[Records from a box labeling dataset]

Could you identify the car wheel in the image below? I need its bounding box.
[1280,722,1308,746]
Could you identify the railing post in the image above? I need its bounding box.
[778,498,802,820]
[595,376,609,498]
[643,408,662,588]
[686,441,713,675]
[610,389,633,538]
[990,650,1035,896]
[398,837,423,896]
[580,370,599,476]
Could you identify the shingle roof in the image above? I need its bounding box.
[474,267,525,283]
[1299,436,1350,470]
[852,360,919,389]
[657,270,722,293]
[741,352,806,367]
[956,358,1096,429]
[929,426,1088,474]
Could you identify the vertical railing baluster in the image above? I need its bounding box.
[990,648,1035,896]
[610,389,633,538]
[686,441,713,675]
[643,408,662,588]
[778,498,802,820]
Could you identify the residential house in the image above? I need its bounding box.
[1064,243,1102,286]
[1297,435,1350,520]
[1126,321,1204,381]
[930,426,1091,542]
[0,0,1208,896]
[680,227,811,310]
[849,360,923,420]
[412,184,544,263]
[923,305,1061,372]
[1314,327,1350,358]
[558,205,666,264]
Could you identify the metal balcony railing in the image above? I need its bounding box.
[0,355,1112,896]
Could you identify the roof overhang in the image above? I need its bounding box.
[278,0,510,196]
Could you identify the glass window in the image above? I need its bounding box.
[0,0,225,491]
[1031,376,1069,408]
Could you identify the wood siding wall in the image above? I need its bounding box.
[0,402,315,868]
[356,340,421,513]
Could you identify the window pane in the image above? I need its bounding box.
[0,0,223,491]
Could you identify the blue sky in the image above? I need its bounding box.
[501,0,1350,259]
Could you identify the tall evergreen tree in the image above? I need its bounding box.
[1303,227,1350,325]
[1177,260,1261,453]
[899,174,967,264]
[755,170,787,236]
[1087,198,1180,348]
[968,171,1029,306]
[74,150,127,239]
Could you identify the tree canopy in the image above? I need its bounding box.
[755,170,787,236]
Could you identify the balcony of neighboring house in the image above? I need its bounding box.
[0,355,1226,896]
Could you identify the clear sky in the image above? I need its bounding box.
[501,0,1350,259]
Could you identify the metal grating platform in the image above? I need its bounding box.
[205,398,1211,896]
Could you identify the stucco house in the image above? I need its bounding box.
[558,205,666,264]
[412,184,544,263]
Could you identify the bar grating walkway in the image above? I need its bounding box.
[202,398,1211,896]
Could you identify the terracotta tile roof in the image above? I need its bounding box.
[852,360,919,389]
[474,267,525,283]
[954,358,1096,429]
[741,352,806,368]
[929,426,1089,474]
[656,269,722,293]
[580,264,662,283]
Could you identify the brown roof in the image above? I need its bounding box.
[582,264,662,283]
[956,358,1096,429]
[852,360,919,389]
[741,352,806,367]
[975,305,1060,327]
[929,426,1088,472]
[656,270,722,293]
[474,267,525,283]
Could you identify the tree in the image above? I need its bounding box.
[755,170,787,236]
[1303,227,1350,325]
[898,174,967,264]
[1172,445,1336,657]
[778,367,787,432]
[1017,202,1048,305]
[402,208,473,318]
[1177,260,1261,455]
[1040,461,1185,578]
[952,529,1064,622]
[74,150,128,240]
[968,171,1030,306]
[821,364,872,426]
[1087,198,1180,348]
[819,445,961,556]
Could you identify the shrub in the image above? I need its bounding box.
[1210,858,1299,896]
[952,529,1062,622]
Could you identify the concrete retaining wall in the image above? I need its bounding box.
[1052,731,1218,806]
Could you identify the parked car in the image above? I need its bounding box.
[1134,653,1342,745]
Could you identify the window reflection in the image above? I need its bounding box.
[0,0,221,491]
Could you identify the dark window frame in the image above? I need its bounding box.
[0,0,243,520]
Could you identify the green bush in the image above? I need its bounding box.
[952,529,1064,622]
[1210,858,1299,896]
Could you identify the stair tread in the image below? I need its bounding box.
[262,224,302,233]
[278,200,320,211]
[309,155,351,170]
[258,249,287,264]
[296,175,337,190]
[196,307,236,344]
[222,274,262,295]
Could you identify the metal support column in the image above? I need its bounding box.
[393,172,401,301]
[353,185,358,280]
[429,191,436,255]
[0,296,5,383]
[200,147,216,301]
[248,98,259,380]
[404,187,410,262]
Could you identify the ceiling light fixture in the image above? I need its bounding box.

PROBLEM TO SOLVE: Render every line of the records above as a Markdown table with the columns Row and Line, putting the line number under Row and the text under Line. Leave out blank lines.

THE OUTPUT:
| Row | Line |
|---|---|
| 1 | Could you identify the car wheel in the image below? I need its bounding box. |
| 2 | [1280,722,1308,746] |
| 3 | Could you identify the railing post in the image above? I need its bounding box. |
| 4 | [778,498,802,820] |
| 5 | [595,376,609,498] |
| 6 | [643,408,662,588] |
| 7 | [686,441,713,675] |
| 8 | [610,389,633,538] |
| 9 | [990,650,1035,896] |
| 10 | [398,837,423,896] |
| 11 | [580,370,599,476] |
| 12 | Could you identify the shingle roof in the image above? I need its bounding box. |
| 13 | [474,267,525,283] |
| 14 | [1299,436,1350,470] |
| 15 | [852,360,919,389] |
| 16 | [657,270,722,293] |
| 17 | [741,352,806,367] |
| 18 | [956,358,1096,429] |
| 19 | [929,426,1088,474] |
| 20 | Could you identify the vertical railing baluster in the image above? I need its bounding box. |
| 21 | [990,648,1035,896] |
| 22 | [610,389,633,538] |
| 23 | [686,441,713,675] |
| 24 | [643,408,662,588] |
| 25 | [778,498,802,820] |
| 26 | Could you identify the residential house in the image above? I need its bounding box. |
| 27 | [1064,243,1102,286] |
| 28 | [1297,435,1350,520] |
| 29 | [1126,321,1204,381] |
| 30 | [930,426,1091,542] |
| 31 | [0,0,1208,896] |
| 32 | [680,227,811,310] |
| 33 | [849,360,923,420] |
| 34 | [412,184,544,263] |
| 35 | [923,305,1061,372] |
| 36 | [1314,327,1350,358] |
| 37 | [558,205,666,264] |
| 38 | Could you identify the metal balcony railing in the image above? I need its bounding box. |
| 39 | [0,355,1112,896] |
| 40 | Could you identify the roof overhang in the image above? I need its bounding box. |
| 41 | [278,0,510,196] |
| 42 | Could you identify the glass window in the image above? I need its bounding box. |
| 43 | [0,0,225,491] |
| 44 | [1031,376,1069,408] |
| 45 | Could you identify the wood siding wall in the image above? I need its bounding box. |
| 46 | [0,402,315,868] |
| 47 | [356,340,421,513] |
| 48 | Could you identify the window pane in the image above? I need its bounding box. |
| 49 | [0,0,223,491] |
| 50 | Could you identify the blue sky in the image above? I need its bounding box. |
| 51 | [501,0,1350,259] |
| 52 | Could you identify the tall evergreen tree in the image above? I need its bounding box. |
| 53 | [1303,227,1350,325] |
| 54 | [1177,260,1261,453] |
| 55 | [899,174,967,264] |
| 56 | [755,170,787,236] |
| 57 | [1087,198,1180,348] |
| 58 | [968,171,1029,306] |
| 59 | [74,150,127,239] |
| 60 | Could you identify the tree canopy in the image above? I need its bounding box. |
| 61 | [755,170,787,236] |
| 62 | Could you identify the balcony of neighboring house in the image above? I need its bounding box. |
| 63 | [0,355,1226,896] |
| 64 | Could you identify the clear sky in the image above? I need its bounding box. |
| 65 | [501,0,1350,259] |
| 66 | Could you identify the metal grating platform in the image above? I need its bounding box. |
| 67 | [205,398,1211,896] |
| 68 | Could you identify the stucco house in the image above? I need its bounding box. |
| 69 | [558,205,666,264] |
| 70 | [412,184,544,263] |
| 71 | Could you identify the bar grating walkway in the image above? I need its bounding box. |
| 72 | [202,398,1211,896] |
| 73 | Could you identify the terracotta tile roof in the image above? I need its bounding box. |
| 74 | [852,360,919,389] |
| 75 | [474,267,525,283] |
| 76 | [954,358,1096,429] |
| 77 | [741,352,806,368] |
| 78 | [929,426,1089,474] |
| 79 | [656,269,722,293] |
| 80 | [580,264,662,283] |
| 81 | Could you identify the brown roof in the image above? I need its bounding box. |
| 82 | [582,264,662,283] |
| 83 | [956,358,1096,429] |
| 84 | [852,360,919,389] |
| 85 | [741,352,806,367] |
| 86 | [975,305,1060,327] |
| 87 | [929,426,1088,472] |
| 88 | [656,270,722,293] |
| 89 | [474,267,525,283] |
| 90 | Could you identify the tree in the image above? I need its bounding box. |
| 91 | [755,170,787,236] |
| 92 | [1303,227,1350,325] |
| 93 | [898,174,967,264] |
| 94 | [1172,445,1336,657] |
| 95 | [778,367,787,432] |
| 96 | [1017,202,1048,305] |
| 97 | [402,208,473,318] |
| 98 | [1177,260,1261,455] |
| 99 | [1040,461,1185,578] |
| 100 | [952,529,1064,622] |
| 101 | [74,150,128,240] |
| 102 | [968,171,1030,306] |
| 103 | [821,364,872,426] |
| 104 | [1087,198,1180,348] |
| 105 | [819,445,961,556] |
| 106 | Could you identify the shrub in the image above? I need its bounding box. |
| 107 | [1210,858,1299,896] |
| 108 | [952,529,1062,622] |
| 109 | Could you identify the concrete retaining wall in the image above? I need its bounding box. |
| 110 | [1052,731,1218,806] |
| 111 | Could you identify the parked car in the image above? I need its bounding box. |
| 112 | [1134,653,1342,745] |
| 113 | Could you identify the window reflection in the image above? I need its bounding box. |
| 114 | [0,0,221,491] |
| 115 | Could you identify the dark window frame in the image above? I need its bounding box. |
| 116 | [0,0,243,520] |
| 117 | Could you identify the green bush in the image above? I need its bounding box. |
| 118 | [952,529,1064,622] |
| 119 | [1210,858,1299,896] |
| 120 | Could you identify the stair tread in the image below? I need its bounding box. |
| 121 | [262,224,302,233] |
| 122 | [278,200,320,211] |
| 123 | [309,155,351,170] |
| 124 | [258,249,287,264] |
| 125 | [296,175,337,190] |
| 126 | [196,307,236,344] |
| 127 | [222,274,262,295] |
| 128 | Could you identify the metal support column in the image above? I need its bounding box. |
| 129 | [393,172,401,301] |
| 130 | [353,185,358,280] |
| 131 | [429,191,436,255] |
| 132 | [0,296,5,383] |
| 133 | [200,147,216,301] |
| 134 | [248,98,259,380] |
| 135 | [404,187,410,262] |
| 136 | Could you identify the ceiling light fixture in the image above? I need its bounding box. |